---- SOURCE EXTRACT

I’m super stoked to be on the Mad Fientist podcast today! I met Brandon and his wife Jill at FinCon, and we talked about doing the podcast, but I was a little freaked out about having my voice out there. (Kinda violates a key tenet of anonymity, even if our anonymity is only temporary.)
But I finally decided that anyone listening to the financial independence podcast is at least considering doing something like what we’re doing, so we have a vested interest in keeping each other’s secrets. (Pretty please keep the secret!)
Ultimately, I decided to go for it, and I had tons of fun chatting with Brandon – we talked more about the mountains and travel than actual money! Because that’s what money is for: paying for the things you value most. That’s why we’re still working a little longer despite hitting technical financial independence a year ago, because we always want room in our spending for fun stuff. But since we didn’t get into all the details of our financial strategy, I thought I’d put them all here, so anyone new to the blog can get a good intro, and regular readers can get a refresher of all of our plan elements and strategies in one place. (Plus I needed an excuse to share the crazy car-eaten-by-snow pic below… keep reading!)

--------

# YOUR TASK
Continue the blog post about the Mad Fientist podcast appearance, picking up after its final sentence.

---- GIVEN DATA

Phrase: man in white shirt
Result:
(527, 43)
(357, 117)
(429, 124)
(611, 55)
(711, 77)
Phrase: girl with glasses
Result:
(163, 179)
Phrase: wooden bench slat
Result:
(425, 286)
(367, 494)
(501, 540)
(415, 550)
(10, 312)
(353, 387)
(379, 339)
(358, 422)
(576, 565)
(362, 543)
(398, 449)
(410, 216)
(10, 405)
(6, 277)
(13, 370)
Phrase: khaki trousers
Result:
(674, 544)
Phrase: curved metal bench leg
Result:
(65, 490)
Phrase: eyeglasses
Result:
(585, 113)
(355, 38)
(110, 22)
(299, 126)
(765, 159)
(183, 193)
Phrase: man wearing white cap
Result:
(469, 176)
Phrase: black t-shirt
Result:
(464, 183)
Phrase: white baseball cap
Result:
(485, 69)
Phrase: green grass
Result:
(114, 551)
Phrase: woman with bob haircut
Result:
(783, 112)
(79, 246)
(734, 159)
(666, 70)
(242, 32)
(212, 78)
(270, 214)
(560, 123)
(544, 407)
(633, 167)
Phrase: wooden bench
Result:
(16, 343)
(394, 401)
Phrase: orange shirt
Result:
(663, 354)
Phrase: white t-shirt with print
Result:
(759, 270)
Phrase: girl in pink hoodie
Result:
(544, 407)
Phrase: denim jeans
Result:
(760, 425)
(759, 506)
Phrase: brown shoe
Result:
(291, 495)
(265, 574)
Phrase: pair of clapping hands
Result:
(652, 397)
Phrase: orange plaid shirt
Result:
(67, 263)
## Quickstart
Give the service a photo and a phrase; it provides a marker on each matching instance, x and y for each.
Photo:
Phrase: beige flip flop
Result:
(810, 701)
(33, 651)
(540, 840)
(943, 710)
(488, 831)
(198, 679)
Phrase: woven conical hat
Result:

--------

# EXERCISE RESULT
Life Goals First, Money Second
Neither of us have ever been interested in being rich just for the hell of it. Okay, well there was that one time Mr. ONL owned a slightly extravagant car. (Thank goodness he bought it used and sold it for as much as he’d paid.) But we’ve always wanted to travel and have time for big adventures, the kind you can’t fit into long weekends or even two-week vacations, and the kind you can’t save until you’re 65. That was something that brought us together in the first place, in addition to laughing so hard together that it hurt, and from early on in our relationship, we were plotting ways to avoid spending 40 years working in our stressful, all-consuming careers. As soon as we heard about early retirement and learned the math behind it (h/t to the Charltons and their great book), we were in, but only because it supported the life we wanted to live, not because of the money.
Related post: 10 Questions to Ask Yourself Before Retiring Early
Constraining Our Spending Without Budgeting
Budgets aren’t a good fit for us. We’ve tried, we’ve failed, we’ve moved on. But we are able to live on what we have, so we’ve followed an automated strategy of paying ourselves first that makes the balance in our checking account artificially low. While that may not have worked when we were earning entry-level salaries, it works well for us now, and we don’t spend money that’s not in checking unless it’s some big deal thing we’ve planned for.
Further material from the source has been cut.